Reproduce this listing in full.

-- START --

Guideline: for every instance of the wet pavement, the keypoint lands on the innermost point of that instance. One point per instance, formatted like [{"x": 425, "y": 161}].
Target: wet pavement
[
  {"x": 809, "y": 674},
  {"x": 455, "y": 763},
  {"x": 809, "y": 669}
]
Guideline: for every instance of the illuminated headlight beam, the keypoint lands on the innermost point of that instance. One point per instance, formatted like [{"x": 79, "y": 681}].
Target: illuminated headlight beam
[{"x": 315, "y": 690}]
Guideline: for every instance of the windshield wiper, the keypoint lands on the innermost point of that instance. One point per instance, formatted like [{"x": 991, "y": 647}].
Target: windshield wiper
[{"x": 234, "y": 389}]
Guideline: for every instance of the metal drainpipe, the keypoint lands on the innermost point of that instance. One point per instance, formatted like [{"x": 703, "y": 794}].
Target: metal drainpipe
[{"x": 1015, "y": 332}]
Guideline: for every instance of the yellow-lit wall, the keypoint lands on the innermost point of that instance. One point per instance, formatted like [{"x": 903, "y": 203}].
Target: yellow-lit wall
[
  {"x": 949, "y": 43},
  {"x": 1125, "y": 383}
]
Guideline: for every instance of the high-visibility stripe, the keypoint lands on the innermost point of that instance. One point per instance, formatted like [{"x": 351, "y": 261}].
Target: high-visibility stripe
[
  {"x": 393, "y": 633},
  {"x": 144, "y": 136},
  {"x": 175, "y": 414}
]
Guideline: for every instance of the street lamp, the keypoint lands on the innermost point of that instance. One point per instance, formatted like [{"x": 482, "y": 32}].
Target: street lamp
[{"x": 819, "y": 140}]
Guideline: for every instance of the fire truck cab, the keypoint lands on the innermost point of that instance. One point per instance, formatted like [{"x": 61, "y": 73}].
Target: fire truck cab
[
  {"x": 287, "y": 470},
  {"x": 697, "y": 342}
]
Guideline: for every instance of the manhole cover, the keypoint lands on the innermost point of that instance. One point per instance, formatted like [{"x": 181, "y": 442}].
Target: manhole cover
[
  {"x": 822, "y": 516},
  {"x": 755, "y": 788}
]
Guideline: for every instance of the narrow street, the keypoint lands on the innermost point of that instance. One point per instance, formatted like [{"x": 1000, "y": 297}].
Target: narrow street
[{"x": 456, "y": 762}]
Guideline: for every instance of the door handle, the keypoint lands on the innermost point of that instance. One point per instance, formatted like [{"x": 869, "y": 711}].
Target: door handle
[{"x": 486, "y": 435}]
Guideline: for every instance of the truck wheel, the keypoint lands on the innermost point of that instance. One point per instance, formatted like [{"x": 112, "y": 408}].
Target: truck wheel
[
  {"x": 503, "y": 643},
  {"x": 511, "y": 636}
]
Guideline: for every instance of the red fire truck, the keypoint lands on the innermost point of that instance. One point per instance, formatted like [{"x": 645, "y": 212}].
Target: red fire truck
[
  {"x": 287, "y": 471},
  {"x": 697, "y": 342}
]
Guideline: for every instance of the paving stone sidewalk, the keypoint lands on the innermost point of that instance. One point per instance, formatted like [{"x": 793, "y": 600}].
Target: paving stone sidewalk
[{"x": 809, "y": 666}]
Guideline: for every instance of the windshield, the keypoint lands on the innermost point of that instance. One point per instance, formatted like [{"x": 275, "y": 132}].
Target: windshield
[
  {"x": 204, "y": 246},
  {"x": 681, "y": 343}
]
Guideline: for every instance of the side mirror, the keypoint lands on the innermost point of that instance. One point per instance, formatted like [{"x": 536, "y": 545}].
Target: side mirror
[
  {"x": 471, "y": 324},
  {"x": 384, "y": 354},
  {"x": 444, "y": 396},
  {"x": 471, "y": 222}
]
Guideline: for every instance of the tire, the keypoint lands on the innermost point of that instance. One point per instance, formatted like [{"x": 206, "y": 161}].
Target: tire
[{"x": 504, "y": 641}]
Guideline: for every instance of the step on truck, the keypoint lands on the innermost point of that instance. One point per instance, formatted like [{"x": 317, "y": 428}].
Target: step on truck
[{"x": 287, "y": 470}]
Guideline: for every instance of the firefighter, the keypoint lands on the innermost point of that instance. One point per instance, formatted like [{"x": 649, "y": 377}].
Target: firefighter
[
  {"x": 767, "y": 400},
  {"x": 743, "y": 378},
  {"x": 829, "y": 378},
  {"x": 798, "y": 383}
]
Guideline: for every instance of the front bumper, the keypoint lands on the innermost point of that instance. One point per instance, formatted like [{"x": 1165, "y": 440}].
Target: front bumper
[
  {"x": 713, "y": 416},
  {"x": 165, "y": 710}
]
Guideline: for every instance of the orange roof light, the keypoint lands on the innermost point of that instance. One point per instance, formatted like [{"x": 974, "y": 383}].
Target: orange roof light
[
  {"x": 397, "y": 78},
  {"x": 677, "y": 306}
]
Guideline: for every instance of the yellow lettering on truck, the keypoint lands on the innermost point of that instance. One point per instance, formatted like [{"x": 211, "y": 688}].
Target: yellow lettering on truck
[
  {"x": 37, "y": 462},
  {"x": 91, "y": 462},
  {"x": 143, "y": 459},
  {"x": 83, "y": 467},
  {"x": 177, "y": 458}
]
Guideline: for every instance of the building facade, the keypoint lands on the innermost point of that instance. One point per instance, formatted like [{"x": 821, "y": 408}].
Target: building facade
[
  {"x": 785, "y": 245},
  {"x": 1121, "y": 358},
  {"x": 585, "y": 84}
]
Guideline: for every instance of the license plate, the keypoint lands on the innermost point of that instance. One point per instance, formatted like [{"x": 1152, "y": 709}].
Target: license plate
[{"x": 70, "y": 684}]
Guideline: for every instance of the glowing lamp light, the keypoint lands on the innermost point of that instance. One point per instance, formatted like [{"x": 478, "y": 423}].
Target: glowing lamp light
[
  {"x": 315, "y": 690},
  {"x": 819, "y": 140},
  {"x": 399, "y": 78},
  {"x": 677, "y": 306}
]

-- END --

→ **Worked solution**:
Guideline: for every instance of the wet pavement, the keypoint lands on the innermost point of that instance. One point per instance, formatted like [{"x": 425, "y": 161}].
Target: wet pavement
[
  {"x": 809, "y": 674},
  {"x": 455, "y": 763},
  {"x": 809, "y": 669}
]
Guideline: for every instance of the illuminated headlight beam, the keypoint lands on the innermost point of that instance. One point per instance, formatted like [{"x": 79, "y": 681}].
Target: illuminated headlight beam
[{"x": 315, "y": 690}]
Guideline: for every instance of the windshield wiper, the keypoint lands on the innermost point of that instance. One point per instance, formatted like [{"x": 991, "y": 647}].
Target: windshield wiper
[{"x": 234, "y": 389}]
Guideline: for every instance of the metal drainpipe, the keypoint lands on the innermost point of that instance. One point per instance, formatted like [{"x": 703, "y": 794}].
Target: metal drainpipe
[{"x": 1015, "y": 332}]
Guideline: for every instance of the yellow-lit wall, the keypoint lands on the innermost point of that instance. One point per instance, formatted like [{"x": 903, "y": 203}].
Target: yellow-lit wall
[
  {"x": 949, "y": 43},
  {"x": 1125, "y": 383}
]
Guideline: for every instance of the high-visibility stripe, the keypoint lands on the innermost point of that instance. One point per instance, formatted like [{"x": 351, "y": 261}].
Target: high-visibility stripe
[
  {"x": 393, "y": 633},
  {"x": 144, "y": 136},
  {"x": 175, "y": 414}
]
Guideline: for every instance of the street lamp, the keypoint lands on the innermost point of that instance. One point per instance, formatted like [{"x": 482, "y": 32}].
Target: street lamp
[{"x": 819, "y": 140}]
Guideline: for every instance of the fire truck cab, the keypoint lands on the innermost point of that instance. One point per instance, formatted like [{"x": 61, "y": 73}].
Target: fire truck cab
[
  {"x": 287, "y": 470},
  {"x": 697, "y": 342}
]
Guideline: for every instance of the manhole cover, the keypoint lands on the innermost point of that instance. One point per instance, formatted like [{"x": 181, "y": 442}].
Target: manhole cover
[
  {"x": 822, "y": 516},
  {"x": 755, "y": 788}
]
Guideline: for every instance of the narrow street, the keypoint lands on the innermost point of that instance. One point per instance, formatted like [{"x": 1000, "y": 297}].
Target: narrow street
[{"x": 456, "y": 762}]
Guideline: for every instance of the door handle, the keypoint lands on the innermost point of that instance. One point per instance, formatted like [{"x": 869, "y": 711}].
Target: door handle
[{"x": 486, "y": 435}]
Guideline: for every instance of the truck wheel, the keypoint lands on the innermost point of that instance. One point per instance, formatted like [{"x": 112, "y": 408}].
Target: truck wheel
[
  {"x": 503, "y": 643},
  {"x": 511, "y": 636}
]
Guideline: for every instance of the red fire truck, the keypoint lands on the innermost point of that instance. One point per instance, formatted like [{"x": 645, "y": 212}].
Target: red fire truck
[
  {"x": 287, "y": 471},
  {"x": 697, "y": 342}
]
Guideline: for every instance of the paving stone sidewalk, the keypoint lands on the innermost point of that instance. One point per instance, formatted like [{"x": 793, "y": 600}].
Target: paving stone sidewalk
[{"x": 809, "y": 666}]
Guideline: for every instance of the windshield, the keypoint lands on the innermost point of that instance. One point per instance, formatted like [{"x": 275, "y": 132}].
Target: windshield
[
  {"x": 204, "y": 246},
  {"x": 681, "y": 343}
]
Guideline: for every instance of the side mirror, the keypoint lands on the innermost point of that instance. One point per instance, formatted like [{"x": 536, "y": 545}].
Target: side mirror
[
  {"x": 471, "y": 324},
  {"x": 384, "y": 354},
  {"x": 444, "y": 396},
  {"x": 471, "y": 222}
]
Guideline: for every instance of the tire, the keypoint lands on the innermost point of that instance. One point per instance, formatted like [{"x": 206, "y": 161}].
Target: tire
[{"x": 504, "y": 641}]
Guideline: for every instance of the step on truck, the keypoint lands on the innermost point of that instance. One point per instance, formatted like [{"x": 317, "y": 428}].
Target: step on truck
[{"x": 287, "y": 470}]
Guideline: for every instance of the firefighter, the keypoint lands on the innermost point of that instance. One point per instance, formatted like [{"x": 649, "y": 377}].
Target: firefighter
[
  {"x": 767, "y": 400},
  {"x": 743, "y": 378},
  {"x": 829, "y": 378},
  {"x": 798, "y": 383}
]
Guideline: for every instance of the front bumper, the keypoint lands on the innermost point of that instance. One point per instance, formatted like [{"x": 1165, "y": 440}].
Target: front bumper
[
  {"x": 713, "y": 416},
  {"x": 165, "y": 710}
]
Guideline: for every instance of the orange roof light, the keypoint lands on the innermost point of that instance. One point per instance, formatted like [{"x": 974, "y": 383}].
Target: orange roof light
[
  {"x": 397, "y": 78},
  {"x": 677, "y": 306}
]
Guideline: for every instance of the yellow lettering on truck, the keypoint lands on the innermost point of that instance. One point per instance, formatted like [{"x": 211, "y": 688}].
Target: yellow lettering on truck
[
  {"x": 37, "y": 462},
  {"x": 91, "y": 462},
  {"x": 143, "y": 459},
  {"x": 83, "y": 467},
  {"x": 177, "y": 458}
]
Guideline: for every instance of the building facade, the keypoint lands on the innermost point of that instance. One point per instance, formatted like [{"x": 821, "y": 408}].
Target: building facade
[
  {"x": 785, "y": 245},
  {"x": 1121, "y": 358},
  {"x": 585, "y": 84}
]
Guideline: for every instance of the license plate, the keypoint lands on the innermost point of that instance. One point per instance, formatted like [{"x": 1152, "y": 709}].
Target: license plate
[{"x": 70, "y": 684}]
Guideline: for every instance of the glowing lamp light, the keypoint lands on the innermost point of that instance. One point per instance, formatted like [{"x": 478, "y": 423}].
Target: glowing lamp light
[
  {"x": 315, "y": 690},
  {"x": 819, "y": 140},
  {"x": 399, "y": 78},
  {"x": 677, "y": 306}
]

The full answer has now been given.